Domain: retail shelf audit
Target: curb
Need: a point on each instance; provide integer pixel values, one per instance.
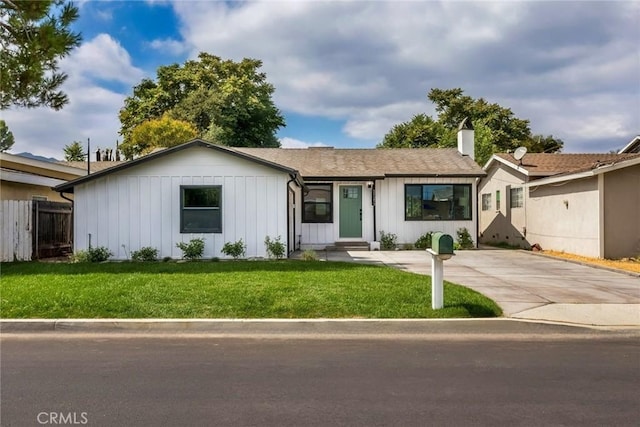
(493, 328)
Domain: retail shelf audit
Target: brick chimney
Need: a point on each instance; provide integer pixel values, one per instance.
(466, 138)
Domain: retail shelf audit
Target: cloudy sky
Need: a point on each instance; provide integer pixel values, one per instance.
(346, 71)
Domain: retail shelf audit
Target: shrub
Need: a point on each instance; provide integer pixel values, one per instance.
(424, 241)
(192, 250)
(275, 248)
(98, 254)
(236, 249)
(387, 241)
(310, 255)
(146, 253)
(464, 239)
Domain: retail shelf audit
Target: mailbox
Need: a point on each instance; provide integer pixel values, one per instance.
(442, 244)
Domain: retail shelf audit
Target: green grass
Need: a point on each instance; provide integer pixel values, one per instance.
(238, 289)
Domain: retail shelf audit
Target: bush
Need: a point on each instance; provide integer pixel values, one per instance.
(98, 254)
(192, 250)
(310, 255)
(236, 250)
(145, 254)
(424, 241)
(275, 248)
(464, 239)
(387, 241)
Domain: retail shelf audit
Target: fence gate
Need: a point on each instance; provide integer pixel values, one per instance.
(52, 229)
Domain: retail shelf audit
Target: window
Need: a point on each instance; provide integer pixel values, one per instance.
(317, 203)
(486, 201)
(200, 209)
(517, 199)
(425, 202)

-----

:: PROBLEM REQUIREMENTS ::
The records must be copied with no word altered, and without their pictures.

:: EXERCISE SOLUTION ::
Domain: retail shelf audit
Target: curb
Need: a point on each instance; provide integer pixel values, one per instance.
(493, 328)
Domain: retail shelf audit
Target: brick chimney
Need: a point on each instance; provide integer pixel values, one per instance.
(466, 138)
Domain: retail shelf audit
Target: cloudy sky
Need: a point on each instance; provide integer pixel values, one per instance.
(346, 71)
Domain: retail shelf audit
Target: shrub
Need: a point on each instance; provide integer pixel values, one per instance.
(424, 241)
(192, 250)
(275, 248)
(98, 254)
(236, 249)
(387, 241)
(310, 255)
(146, 253)
(464, 239)
Domain: retail shelf audit
Target: mailbox
Need: a point on each instance; provide integer pixel values, one per instance.
(442, 244)
Domain: retail shelf audit
Target: green grass
Need: a point on each instance; provide integer pixel values, one per instance.
(238, 289)
Domain: retail shelf audit
Target: bush
Need: a point on each instance; provide integer pixel values, one per instance.
(98, 254)
(192, 250)
(310, 255)
(236, 250)
(145, 254)
(424, 241)
(275, 248)
(464, 239)
(387, 241)
Domain: retail shelf audit
Target: fence gate
Need: a point on each instance; provide integer pixel values, one per instance.
(52, 229)
Domain: retail shelf audit
Target: window
Need: a point on each instance; provide integer pixel values, one per instance.
(317, 203)
(486, 201)
(200, 209)
(517, 199)
(425, 202)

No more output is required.